* _Estratto del testo_
★ ★ ★ ★ ★

Solo in questo secolo l'analisi genetica automatizzata ha consentito la rapida identificazione di un gran numero di virus, provocando una rivoluzione nella virologia. In uno studio dopo l'altro, gli scienziati stanno scoprendo migliaia di virus sconosciuti alla volta, così tanti che gli sforzi per catalogarli hanno difficoltà a tenere il passo e non abbiamo idea di cosa faccia (se non altro) la maggior parte di essi.

Le cifre sono sbalorditive. Qualcuno può davvero comprendere numeri come i 1031 tipi di virus stimati sulla Terra – dieci milioni di volte il numero di stelle presenti nell'universo? Ogni litro di acqua dell'oceano contiene circa cento miliardi di virus e la polvere sospinta dal vento trasporta circa ottocento milioni di virus su ogni metro quadrato della superficie terrestre, ogni giorno. Nel vostro corpo ci sono circa un trilione di virus in qualsiasi momento: alcuni infettano le cellule umane, altri i milioni di batteri che ognuno di noi porta con sé, altri ancora passano attraverso il cibo o il respiro.

Come scrive il biologo evoluzionista John Thompson, sono «per molti versi lo stile di vita più riuscito sulla Terra».[3]

«I virus sono di gran lunga le entità organiche più abbondanti che conosciamo; in effetti, sono probabilmente più comuni di tutte le altre forme di vita messe insieme... Ogni nicchia ecologica in cui si può trovare la vita è stata penetrata dalla virosfera. Oltre cento milioni di tipi di virus infettano tutte le specie di esseri viventi, compresi animali, microbi e piante».[4]


La maggior parte dei virus si sono specializzati ad infettare solo particolari specie di microbi, piante o animali e, di solito, solo tipi specifici di cellule in particolari specie. La rabbia, ad esempio, infetta inizialmente le cellule muscolari di alcuni mammiferi, per poi attaccare le cellule cerebrali. I virus dell'ebola colpiscono le cellule del fegato e del sistema immunitario degli esseri umani e il rivestimento di vene e arterie. I coronavirus infettano le cellule del tratto respiratorio umano, alcuni causando lievi sintomi di raffreddore, altri causando la SARS o la COVID-19.

★ ★ ★ ★ ★

* _Consegna 1_
Trascrivi alla lettera la parte del brano sui virus che comincia con le parole "Solo in questo" e termina dopo "parte di essi.".
* _Consegna 2_
Prosegui il brano sui virus, riprendendo subito dopo la sua ultima frase.

Voci salvate

★ ★ ★ ★ ★

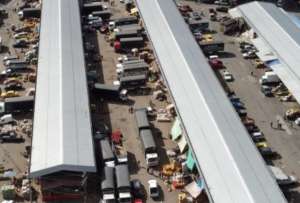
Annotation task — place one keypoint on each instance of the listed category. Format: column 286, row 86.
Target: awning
column 190, row 162
column 176, row 131
column 193, row 189
column 264, row 53
column 182, row 144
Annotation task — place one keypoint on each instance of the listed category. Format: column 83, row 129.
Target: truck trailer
column 17, row 104
column 113, row 92
column 122, row 21
column 133, row 81
column 123, row 183
column 269, row 78
column 30, row 13
column 211, row 47
column 88, row 8
column 107, row 155
column 105, row 14
column 146, row 137
column 108, row 185
column 128, row 43
column 126, row 34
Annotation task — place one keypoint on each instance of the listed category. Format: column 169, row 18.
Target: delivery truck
column 136, row 27
column 88, row 8
column 104, row 15
column 108, row 185
column 146, row 137
column 269, row 78
column 126, row 34
column 123, row 183
column 113, row 92
column 133, row 69
column 30, row 13
column 15, row 62
column 107, row 155
column 211, row 47
column 133, row 81
column 17, row 104
column 122, row 21
column 125, row 44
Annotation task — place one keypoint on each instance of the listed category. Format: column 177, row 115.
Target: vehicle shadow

★ ★ ★ ★ ★

* _Risposta 1_
Solo in questo secolo l'analisi genetica automatizzata ha consentito la rapida identificazione di un gran numero di virus, provocando una rivoluzione nella virologia. In uno studio dopo l'altro, gli scienziati stanno scoprendo migliaia di virus sconosciuti alla volta, così tanti che gli sforzi per catalogarli hanno difficoltà a tenere il passo e non abbiamo idea di cosa faccia (se non altro) la maggior parte di essi.

* _Risposta 2_
I virus svolgono un ruolo importante nei cicli biogeochimici che definiscono e guidano l'intero Sistema Terra. Alcuni virus uccidono ogni giorno miliardi di organismi unicellulari negli oceani, facendo affondare (e infine riciclando) milioni di tonnellate di carbonio organico. Circa un quarto del carbonio fisso passa attraverso questi processi determinati dai virus e il 5% dell'ossigeno che respiriamo proviene dalla fotosintesi stimolata dai virus negli oceani. Molti virus coesistono in relazioni simbiotiche permanenti all'interno delle cellule di piante e animali, uccidendo batteri nocivi, stimolando la produzione di sostanze chimiche essenziali, aiutando la digestione e molto altro ancora. Circa l'8% del genoma umano è costituito da DNA proveniente da vari virus.

In questo articolo, però, mi concentrerò sulla piccola minoranza, una frazione dell'1% di tutte le specie virali, che può causare malattie nell'uomo e in altri animali. Due caratteristiche biologiche, comuni a tutti i virus, rendono questi potenziali patogeni particolarmente pericolosi.

1. I virus non possono riprodursi da soli. I virus sono diversi da qualsiasi altra forma di vita – anzi, è in corso un dibattito sul fatto se siano vivi o meno. Non hanno sistemi metabolici propri, né una fonte di energia per fare qualsiasi cosa. È la vita (se questo termine è applicabile) ridotta a una manciata di istruzioni di RNA o DNA per creare copie di se stessa. Può riprodursi solo entrando in una cellula vivente e dirottando i suoi macchinari riproduttivi. Quando lo fa, centinaia o migliaia di copie possono essere prodotte e rilasciate nell'ambiente in poche ore.

Questo processo di riproduzione può causare malattie, sia impedendo alle cellule di svolgere funzioni essenziali per l'organismo più grande, sia provocando una reazione eccessiva del sistema immunitario dell'ospite, o una combinazione di questi fattori. Come scrive la virologa Marilyn Roossinck:

«Se immaginiamo che i virus abbiano un obiettivo, questo è semplicemente quello di riprodursi il più possibile. Non sono spinti a causare malattie o a fare del bene; vogliono solo produrre altri virus. A volte, in questa spinta a riprodursi, traggono beneficio dai loro ospiti, e se ciò accade ci può essere una forte selezione per mantenere la relazione. Altre volte, invece, causano accidentalmente danni ai loro ospiti, soprattutto se tra loro e l'ospite esiste un nuovo rapporto che deve ancora essere affinato attraverso l'adattamento e l'evoluzione. In definitiva, un virus adatterà tutto ciò che favorisce la sua riproduzione».[5]


Nonostante si parli di “obiettivi”, i virus non cercano in alcun modo nuove cellule da infettare. Quando non sono nelle cellule, i virus sono inerti, incapaci di fare qualsiasi cosa. Solo il contatto accidentale con cellule appropriate consente loro di riprendere a riprodursi, ma poiché ne esistono milioni, è probabile che alcuni infettino nuove cellule e riprendano a riprodursi.[6]


2. I virus si evolvono costantemente durante la riproduzione.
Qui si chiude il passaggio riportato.